## BEGIN Data for this exercise
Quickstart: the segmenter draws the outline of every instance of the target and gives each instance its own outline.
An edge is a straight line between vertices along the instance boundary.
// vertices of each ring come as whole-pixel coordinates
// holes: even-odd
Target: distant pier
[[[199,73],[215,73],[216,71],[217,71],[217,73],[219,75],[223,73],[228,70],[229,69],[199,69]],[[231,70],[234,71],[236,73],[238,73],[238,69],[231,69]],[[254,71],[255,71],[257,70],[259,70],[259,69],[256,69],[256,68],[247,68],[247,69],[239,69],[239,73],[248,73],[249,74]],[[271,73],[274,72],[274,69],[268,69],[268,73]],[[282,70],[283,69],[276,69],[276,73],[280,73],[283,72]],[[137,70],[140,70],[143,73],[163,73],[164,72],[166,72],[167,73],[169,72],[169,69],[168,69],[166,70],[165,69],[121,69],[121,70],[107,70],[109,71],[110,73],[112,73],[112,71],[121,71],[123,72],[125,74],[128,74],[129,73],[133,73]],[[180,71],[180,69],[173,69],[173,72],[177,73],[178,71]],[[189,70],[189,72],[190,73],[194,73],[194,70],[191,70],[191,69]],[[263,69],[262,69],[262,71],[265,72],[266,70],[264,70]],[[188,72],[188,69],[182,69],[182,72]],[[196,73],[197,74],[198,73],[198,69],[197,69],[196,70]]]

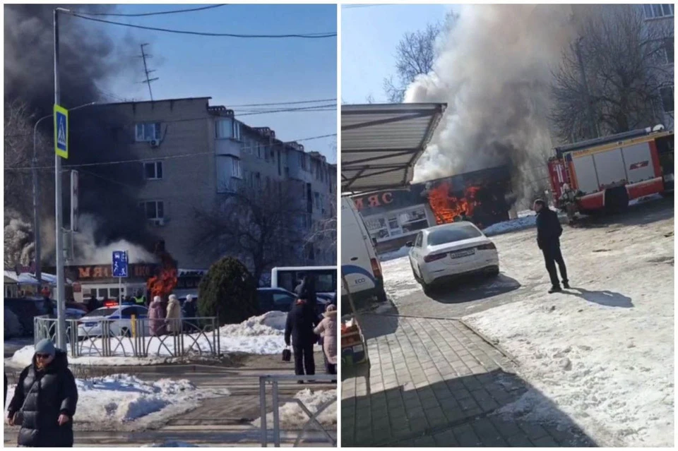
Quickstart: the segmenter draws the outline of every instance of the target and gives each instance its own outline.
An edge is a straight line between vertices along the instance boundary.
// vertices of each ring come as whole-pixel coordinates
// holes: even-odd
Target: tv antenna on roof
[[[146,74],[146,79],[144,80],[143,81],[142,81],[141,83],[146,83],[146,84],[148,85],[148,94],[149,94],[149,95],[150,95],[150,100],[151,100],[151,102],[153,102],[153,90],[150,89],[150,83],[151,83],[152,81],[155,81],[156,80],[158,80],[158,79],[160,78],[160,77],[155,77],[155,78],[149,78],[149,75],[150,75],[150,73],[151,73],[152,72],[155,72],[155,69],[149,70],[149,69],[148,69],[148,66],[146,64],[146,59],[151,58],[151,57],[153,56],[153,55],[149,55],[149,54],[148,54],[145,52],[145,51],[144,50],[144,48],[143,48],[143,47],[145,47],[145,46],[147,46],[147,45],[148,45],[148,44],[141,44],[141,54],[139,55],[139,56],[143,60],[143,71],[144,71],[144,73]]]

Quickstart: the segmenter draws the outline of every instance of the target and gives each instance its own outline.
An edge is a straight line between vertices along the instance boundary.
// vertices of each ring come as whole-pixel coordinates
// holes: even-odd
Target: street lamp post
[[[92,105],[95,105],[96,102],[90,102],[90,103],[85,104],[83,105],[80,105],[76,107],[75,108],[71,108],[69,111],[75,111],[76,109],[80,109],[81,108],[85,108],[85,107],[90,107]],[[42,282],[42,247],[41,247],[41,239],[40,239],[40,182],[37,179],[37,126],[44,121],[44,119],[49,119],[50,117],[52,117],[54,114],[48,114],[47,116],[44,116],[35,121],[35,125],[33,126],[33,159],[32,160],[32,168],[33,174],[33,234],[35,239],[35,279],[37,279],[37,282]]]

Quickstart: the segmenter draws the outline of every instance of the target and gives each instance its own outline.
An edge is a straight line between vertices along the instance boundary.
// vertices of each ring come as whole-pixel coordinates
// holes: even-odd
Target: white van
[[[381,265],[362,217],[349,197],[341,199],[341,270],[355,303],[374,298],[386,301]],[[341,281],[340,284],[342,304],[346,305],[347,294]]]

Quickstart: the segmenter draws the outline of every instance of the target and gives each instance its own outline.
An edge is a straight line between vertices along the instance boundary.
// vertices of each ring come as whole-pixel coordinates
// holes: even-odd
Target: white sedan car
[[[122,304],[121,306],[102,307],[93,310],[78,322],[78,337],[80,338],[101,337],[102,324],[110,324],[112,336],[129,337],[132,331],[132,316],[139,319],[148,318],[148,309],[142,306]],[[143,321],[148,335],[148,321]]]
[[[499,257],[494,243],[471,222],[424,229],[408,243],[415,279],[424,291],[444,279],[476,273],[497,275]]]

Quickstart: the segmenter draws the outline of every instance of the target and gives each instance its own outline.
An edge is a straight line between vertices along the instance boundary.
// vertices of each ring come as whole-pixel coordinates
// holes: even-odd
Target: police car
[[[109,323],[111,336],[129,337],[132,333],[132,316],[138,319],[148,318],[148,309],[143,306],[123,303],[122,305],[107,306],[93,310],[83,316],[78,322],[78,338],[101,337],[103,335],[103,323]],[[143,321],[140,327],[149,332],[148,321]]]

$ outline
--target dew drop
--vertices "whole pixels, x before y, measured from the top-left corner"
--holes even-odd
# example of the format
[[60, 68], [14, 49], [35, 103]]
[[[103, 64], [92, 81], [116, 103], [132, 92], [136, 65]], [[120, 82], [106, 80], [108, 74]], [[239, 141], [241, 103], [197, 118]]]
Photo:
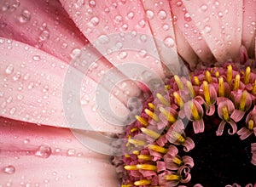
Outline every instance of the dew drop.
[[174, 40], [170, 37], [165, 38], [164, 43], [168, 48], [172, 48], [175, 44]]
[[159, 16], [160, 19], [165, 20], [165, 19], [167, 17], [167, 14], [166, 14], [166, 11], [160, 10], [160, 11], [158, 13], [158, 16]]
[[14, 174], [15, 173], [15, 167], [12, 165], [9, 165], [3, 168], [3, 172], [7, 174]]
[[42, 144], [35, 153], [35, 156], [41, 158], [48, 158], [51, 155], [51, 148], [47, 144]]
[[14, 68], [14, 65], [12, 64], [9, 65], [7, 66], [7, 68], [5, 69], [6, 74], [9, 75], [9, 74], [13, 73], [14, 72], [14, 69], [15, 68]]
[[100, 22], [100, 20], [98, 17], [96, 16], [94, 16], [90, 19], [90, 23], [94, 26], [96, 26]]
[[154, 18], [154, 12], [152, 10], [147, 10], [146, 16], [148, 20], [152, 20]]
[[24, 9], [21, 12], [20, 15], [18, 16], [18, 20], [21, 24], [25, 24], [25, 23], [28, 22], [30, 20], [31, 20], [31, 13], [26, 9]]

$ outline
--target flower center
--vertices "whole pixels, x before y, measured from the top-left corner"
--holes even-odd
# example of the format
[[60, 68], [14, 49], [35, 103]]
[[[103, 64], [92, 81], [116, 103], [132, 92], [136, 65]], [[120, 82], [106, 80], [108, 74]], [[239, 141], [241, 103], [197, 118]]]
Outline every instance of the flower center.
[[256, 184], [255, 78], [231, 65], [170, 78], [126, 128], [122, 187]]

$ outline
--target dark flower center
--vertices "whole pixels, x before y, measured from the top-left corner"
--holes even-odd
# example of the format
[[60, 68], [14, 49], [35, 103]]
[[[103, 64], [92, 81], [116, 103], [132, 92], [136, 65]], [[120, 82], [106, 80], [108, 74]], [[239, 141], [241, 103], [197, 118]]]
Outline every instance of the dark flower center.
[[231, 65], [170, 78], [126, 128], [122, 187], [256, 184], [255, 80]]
## END Data for this exercise
## BEGIN Data for this exercise
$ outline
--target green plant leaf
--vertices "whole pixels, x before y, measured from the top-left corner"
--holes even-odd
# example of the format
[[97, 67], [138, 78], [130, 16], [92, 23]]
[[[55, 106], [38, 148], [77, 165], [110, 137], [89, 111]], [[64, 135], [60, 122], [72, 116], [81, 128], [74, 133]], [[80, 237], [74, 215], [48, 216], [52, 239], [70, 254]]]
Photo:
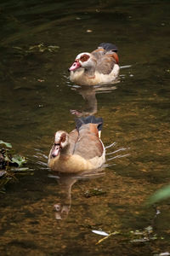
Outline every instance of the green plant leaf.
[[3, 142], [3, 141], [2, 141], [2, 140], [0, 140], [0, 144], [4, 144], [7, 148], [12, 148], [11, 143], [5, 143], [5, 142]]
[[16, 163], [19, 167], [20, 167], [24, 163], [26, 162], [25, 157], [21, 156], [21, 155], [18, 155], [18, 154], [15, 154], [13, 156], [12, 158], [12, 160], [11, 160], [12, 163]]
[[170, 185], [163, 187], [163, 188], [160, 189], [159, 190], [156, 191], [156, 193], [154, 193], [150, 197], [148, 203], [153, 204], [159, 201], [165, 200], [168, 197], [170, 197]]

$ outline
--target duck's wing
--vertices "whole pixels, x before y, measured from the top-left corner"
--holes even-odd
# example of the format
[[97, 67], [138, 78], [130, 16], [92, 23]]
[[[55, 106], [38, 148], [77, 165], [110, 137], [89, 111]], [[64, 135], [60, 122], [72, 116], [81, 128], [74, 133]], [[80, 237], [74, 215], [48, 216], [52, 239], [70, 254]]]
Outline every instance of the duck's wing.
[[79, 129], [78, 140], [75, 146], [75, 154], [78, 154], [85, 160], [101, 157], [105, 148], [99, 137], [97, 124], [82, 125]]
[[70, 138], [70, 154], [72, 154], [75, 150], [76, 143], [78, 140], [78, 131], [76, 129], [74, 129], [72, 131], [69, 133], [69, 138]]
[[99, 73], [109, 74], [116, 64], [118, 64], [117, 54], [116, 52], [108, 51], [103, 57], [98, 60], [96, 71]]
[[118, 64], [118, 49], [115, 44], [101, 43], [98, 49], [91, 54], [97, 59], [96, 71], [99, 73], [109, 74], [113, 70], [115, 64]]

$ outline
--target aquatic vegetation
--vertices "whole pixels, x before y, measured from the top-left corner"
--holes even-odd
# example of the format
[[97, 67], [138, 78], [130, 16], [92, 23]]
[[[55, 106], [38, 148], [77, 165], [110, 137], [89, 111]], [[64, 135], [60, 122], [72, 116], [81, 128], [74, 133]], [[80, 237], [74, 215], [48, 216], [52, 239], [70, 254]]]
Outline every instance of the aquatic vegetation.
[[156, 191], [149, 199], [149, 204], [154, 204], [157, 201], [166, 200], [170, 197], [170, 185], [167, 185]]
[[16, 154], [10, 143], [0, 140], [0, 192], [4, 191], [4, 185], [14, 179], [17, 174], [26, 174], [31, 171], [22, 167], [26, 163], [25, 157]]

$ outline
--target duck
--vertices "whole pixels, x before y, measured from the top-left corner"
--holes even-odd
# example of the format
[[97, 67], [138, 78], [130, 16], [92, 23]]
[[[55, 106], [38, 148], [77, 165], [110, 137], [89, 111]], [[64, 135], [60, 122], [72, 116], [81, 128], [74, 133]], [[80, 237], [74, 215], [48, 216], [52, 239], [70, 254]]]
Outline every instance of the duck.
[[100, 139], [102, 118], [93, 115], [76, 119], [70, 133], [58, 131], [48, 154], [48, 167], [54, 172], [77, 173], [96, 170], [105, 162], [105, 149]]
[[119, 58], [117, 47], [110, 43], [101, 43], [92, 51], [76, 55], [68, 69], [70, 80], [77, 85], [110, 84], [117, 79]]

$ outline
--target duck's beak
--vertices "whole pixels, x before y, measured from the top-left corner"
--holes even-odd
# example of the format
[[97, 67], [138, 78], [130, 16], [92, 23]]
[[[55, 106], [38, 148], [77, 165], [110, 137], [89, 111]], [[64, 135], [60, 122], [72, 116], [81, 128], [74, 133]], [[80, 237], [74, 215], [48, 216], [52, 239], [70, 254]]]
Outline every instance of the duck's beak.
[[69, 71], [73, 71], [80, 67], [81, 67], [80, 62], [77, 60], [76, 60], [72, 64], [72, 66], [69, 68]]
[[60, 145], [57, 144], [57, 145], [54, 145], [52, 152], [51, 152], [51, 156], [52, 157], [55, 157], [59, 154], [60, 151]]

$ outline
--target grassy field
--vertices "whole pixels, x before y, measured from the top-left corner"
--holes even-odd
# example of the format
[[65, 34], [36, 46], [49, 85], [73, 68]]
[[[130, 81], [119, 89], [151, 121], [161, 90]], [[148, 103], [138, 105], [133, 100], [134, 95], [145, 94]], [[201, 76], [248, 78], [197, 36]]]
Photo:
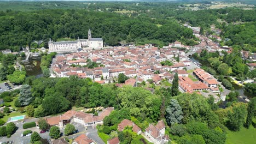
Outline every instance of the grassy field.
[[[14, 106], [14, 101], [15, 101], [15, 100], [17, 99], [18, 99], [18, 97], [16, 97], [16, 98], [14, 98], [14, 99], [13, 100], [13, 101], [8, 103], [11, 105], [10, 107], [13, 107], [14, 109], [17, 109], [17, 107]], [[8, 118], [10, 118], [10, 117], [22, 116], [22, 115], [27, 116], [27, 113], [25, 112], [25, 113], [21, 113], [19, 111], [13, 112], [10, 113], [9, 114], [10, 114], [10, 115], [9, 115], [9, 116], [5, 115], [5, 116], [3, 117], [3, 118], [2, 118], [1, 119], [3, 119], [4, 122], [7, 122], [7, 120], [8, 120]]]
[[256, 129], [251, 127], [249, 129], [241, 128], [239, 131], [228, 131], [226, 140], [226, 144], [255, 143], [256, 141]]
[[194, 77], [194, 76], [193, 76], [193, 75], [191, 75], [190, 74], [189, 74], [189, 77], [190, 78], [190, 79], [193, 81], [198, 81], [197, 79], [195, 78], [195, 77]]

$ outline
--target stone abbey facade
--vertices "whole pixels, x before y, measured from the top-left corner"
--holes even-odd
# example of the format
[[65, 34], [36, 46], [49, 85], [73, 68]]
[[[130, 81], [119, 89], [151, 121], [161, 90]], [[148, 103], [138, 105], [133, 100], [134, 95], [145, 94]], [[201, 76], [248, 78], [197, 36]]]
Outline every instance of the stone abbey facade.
## END Data for this exercise
Tally the lines above that contain the word "plant" and give only that number.

Complete answer
2